* **RECORDS SHOWN**:
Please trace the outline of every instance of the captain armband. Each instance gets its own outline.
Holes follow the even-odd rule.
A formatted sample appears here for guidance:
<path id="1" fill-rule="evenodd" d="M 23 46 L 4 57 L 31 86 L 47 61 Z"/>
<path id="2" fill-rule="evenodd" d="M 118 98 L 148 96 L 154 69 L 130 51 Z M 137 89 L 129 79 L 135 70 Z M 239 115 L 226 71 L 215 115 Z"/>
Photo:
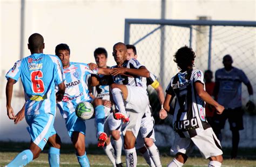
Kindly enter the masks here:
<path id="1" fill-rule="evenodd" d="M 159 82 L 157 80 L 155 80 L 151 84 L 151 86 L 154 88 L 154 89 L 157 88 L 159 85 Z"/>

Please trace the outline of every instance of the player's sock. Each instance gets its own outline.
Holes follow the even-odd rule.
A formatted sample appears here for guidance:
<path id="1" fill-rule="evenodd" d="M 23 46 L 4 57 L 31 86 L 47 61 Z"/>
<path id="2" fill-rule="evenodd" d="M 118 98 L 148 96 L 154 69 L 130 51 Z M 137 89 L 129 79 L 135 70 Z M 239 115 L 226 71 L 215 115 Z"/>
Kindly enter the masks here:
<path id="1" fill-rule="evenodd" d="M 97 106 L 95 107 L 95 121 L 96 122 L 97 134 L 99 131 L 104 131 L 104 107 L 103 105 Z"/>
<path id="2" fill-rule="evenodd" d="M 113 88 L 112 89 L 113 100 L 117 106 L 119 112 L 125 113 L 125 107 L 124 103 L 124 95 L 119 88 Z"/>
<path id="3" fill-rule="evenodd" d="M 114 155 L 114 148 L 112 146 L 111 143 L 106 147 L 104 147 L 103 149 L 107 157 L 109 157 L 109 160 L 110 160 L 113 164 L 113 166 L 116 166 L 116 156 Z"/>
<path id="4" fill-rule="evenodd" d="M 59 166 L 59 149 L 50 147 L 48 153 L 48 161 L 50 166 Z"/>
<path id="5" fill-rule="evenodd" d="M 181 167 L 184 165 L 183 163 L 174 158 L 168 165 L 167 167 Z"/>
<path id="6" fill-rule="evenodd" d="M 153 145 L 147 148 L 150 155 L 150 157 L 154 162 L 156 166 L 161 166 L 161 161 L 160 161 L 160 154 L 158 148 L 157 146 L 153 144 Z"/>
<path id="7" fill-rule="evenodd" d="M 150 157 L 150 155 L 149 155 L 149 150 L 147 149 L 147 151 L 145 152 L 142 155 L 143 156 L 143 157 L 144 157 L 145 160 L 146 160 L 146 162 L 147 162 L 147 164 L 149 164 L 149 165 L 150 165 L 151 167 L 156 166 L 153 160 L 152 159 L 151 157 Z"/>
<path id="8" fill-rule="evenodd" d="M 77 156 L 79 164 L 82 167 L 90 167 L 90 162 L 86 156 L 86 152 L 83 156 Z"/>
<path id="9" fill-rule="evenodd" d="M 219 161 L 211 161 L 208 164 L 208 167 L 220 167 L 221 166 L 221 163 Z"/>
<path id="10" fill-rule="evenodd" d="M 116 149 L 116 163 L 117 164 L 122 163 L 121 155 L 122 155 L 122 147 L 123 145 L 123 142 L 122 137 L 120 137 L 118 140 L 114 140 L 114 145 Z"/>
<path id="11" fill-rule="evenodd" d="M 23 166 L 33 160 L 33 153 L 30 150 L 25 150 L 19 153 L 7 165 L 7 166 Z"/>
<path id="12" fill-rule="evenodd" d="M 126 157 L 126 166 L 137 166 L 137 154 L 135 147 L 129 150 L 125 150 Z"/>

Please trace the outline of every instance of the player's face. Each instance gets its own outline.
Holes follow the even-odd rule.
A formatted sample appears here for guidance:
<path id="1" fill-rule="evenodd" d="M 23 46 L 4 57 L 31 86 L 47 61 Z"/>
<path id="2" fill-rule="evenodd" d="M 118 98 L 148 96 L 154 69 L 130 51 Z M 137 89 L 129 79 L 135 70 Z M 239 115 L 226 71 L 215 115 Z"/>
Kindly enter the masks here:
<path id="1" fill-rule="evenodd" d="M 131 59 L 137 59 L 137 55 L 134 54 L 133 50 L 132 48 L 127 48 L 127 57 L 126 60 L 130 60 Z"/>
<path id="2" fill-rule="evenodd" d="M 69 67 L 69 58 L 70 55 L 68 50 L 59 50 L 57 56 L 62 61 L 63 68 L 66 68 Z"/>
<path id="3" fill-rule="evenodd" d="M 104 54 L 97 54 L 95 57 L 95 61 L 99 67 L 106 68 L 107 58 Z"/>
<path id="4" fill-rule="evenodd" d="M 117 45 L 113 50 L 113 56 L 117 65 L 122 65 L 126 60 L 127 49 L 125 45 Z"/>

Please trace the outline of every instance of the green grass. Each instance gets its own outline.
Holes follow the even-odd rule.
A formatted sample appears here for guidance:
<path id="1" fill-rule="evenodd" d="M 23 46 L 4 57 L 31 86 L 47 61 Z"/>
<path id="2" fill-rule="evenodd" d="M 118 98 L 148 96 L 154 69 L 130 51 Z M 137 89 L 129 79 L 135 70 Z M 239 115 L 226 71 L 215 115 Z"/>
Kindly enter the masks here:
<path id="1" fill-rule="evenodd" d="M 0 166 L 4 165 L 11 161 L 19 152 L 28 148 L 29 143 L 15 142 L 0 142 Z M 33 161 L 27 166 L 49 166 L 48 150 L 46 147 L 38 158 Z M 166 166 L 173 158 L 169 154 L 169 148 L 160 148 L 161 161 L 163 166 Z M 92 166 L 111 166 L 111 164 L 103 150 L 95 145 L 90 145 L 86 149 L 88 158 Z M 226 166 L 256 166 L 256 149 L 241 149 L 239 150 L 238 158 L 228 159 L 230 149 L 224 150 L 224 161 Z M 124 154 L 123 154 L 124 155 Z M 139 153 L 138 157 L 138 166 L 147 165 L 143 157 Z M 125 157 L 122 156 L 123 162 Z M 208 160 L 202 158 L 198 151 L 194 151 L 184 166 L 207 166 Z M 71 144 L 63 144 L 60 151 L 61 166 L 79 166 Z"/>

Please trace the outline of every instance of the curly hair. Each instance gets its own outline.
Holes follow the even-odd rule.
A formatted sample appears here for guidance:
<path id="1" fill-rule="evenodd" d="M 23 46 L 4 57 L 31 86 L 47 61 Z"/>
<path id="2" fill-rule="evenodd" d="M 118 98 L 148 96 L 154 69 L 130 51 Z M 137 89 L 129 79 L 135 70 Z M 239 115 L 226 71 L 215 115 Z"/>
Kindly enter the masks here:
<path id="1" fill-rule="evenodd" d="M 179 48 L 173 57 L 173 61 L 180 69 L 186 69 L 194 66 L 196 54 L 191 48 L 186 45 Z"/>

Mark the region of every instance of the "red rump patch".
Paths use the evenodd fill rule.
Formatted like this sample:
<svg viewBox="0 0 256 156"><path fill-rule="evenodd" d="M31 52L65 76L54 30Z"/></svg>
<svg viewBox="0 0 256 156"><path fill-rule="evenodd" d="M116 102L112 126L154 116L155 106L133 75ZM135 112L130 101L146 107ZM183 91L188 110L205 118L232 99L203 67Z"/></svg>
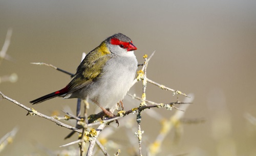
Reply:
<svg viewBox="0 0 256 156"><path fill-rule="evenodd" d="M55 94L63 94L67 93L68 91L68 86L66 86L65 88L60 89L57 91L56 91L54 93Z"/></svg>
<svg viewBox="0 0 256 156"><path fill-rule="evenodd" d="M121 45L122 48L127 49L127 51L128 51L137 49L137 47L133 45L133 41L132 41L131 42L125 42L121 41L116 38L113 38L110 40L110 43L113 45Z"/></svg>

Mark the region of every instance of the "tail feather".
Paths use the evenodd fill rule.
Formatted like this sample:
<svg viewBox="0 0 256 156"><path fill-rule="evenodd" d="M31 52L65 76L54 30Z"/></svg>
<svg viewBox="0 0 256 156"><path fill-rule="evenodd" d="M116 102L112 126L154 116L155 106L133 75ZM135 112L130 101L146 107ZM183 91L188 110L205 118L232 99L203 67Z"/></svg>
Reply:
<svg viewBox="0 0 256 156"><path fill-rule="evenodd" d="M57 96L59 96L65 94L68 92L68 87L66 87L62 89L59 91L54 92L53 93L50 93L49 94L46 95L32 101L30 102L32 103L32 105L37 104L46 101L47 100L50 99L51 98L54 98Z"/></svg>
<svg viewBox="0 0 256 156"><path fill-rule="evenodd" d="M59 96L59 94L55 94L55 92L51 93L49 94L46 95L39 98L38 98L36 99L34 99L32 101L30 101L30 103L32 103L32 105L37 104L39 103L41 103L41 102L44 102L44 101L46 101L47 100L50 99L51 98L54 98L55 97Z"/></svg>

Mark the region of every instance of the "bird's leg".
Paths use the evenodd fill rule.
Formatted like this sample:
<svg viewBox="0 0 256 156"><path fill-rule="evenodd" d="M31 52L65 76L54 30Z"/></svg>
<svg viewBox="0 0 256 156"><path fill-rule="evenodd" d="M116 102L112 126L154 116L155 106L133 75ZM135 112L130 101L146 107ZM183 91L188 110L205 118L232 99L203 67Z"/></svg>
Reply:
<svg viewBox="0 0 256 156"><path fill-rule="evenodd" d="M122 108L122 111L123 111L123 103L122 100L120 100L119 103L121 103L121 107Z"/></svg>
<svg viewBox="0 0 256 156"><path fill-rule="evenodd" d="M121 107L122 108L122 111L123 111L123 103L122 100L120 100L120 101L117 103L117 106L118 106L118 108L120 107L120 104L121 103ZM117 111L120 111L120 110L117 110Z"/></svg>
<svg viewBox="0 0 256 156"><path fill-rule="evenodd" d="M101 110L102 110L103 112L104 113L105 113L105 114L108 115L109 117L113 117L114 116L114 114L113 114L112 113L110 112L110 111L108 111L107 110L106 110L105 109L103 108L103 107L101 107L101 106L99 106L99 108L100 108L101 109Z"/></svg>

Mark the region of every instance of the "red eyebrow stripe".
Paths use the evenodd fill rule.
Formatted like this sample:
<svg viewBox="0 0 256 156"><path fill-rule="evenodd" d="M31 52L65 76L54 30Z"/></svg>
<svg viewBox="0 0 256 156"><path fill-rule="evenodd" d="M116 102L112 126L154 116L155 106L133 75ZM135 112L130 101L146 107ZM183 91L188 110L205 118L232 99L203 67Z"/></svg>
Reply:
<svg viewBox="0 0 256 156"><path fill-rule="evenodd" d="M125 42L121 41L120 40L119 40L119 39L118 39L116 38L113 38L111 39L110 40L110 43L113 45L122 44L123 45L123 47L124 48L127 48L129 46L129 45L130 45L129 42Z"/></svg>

* **WHAT IS NEEDED**: Set out as a numbered list the records from the line containing "Please trace the outline of every instance of the green" through the line containing "179 48 L 173", both included, and leave out any blank lines.

* **ANSWER TO THE EXERCISE**:
1. Please trace the outline of every instance of the green grass. Each instance gets its own outline.
2. Holes follow the even-odd rule.
3. A formatted sample appears here for guidance:
4. <path id="1" fill-rule="evenodd" d="M 23 46 L 4 57 L 31 86 L 47 61 Z"/>
5. <path id="2" fill-rule="evenodd" d="M 118 98 L 148 96 L 154 69 L 130 51 Z M 137 89 L 129 79 L 135 70 Z M 239 115 L 226 71 L 215 115 Z"/>
6. Kindly enter the masks here:
7. <path id="1" fill-rule="evenodd" d="M 0 166 L 4 165 L 11 161 L 19 152 L 28 148 L 29 143 L 15 142 L 0 142 Z M 33 161 L 27 166 L 49 166 L 48 150 L 46 147 L 38 158 Z M 166 166 L 173 158 L 169 154 L 169 148 L 160 148 L 161 161 L 163 166 Z M 92 166 L 111 166 L 111 164 L 103 150 L 95 145 L 90 145 L 86 149 L 88 158 Z M 226 166 L 256 166 L 256 149 L 241 149 L 239 150 L 238 158 L 228 159 L 230 149 L 224 150 L 224 161 Z M 124 154 L 123 154 L 124 155 Z M 139 153 L 138 157 L 138 166 L 147 165 L 143 157 Z M 125 157 L 122 156 L 123 162 Z M 208 160 L 202 158 L 198 151 L 194 151 L 184 166 L 207 166 Z M 71 144 L 63 144 L 60 151 L 61 166 L 79 166 Z"/>
8. Please trace the outline of every instance of the curly hair. Each instance gets its own outline.
9. Holes follow the even-odd rule.
10. A formatted sample appears here for guidance:
11. <path id="1" fill-rule="evenodd" d="M 23 46 L 4 57 L 31 86 L 47 61 Z"/>
12. <path id="2" fill-rule="evenodd" d="M 118 98 L 148 96 L 154 69 L 130 51 Z M 137 89 L 129 79 L 135 70 Z M 239 115 L 226 71 L 215 115 Z"/>
13. Kindly enter the masks here:
14. <path id="1" fill-rule="evenodd" d="M 179 48 L 173 57 L 173 61 L 180 69 L 186 69 L 194 66 L 196 54 L 191 48 L 186 45 Z"/>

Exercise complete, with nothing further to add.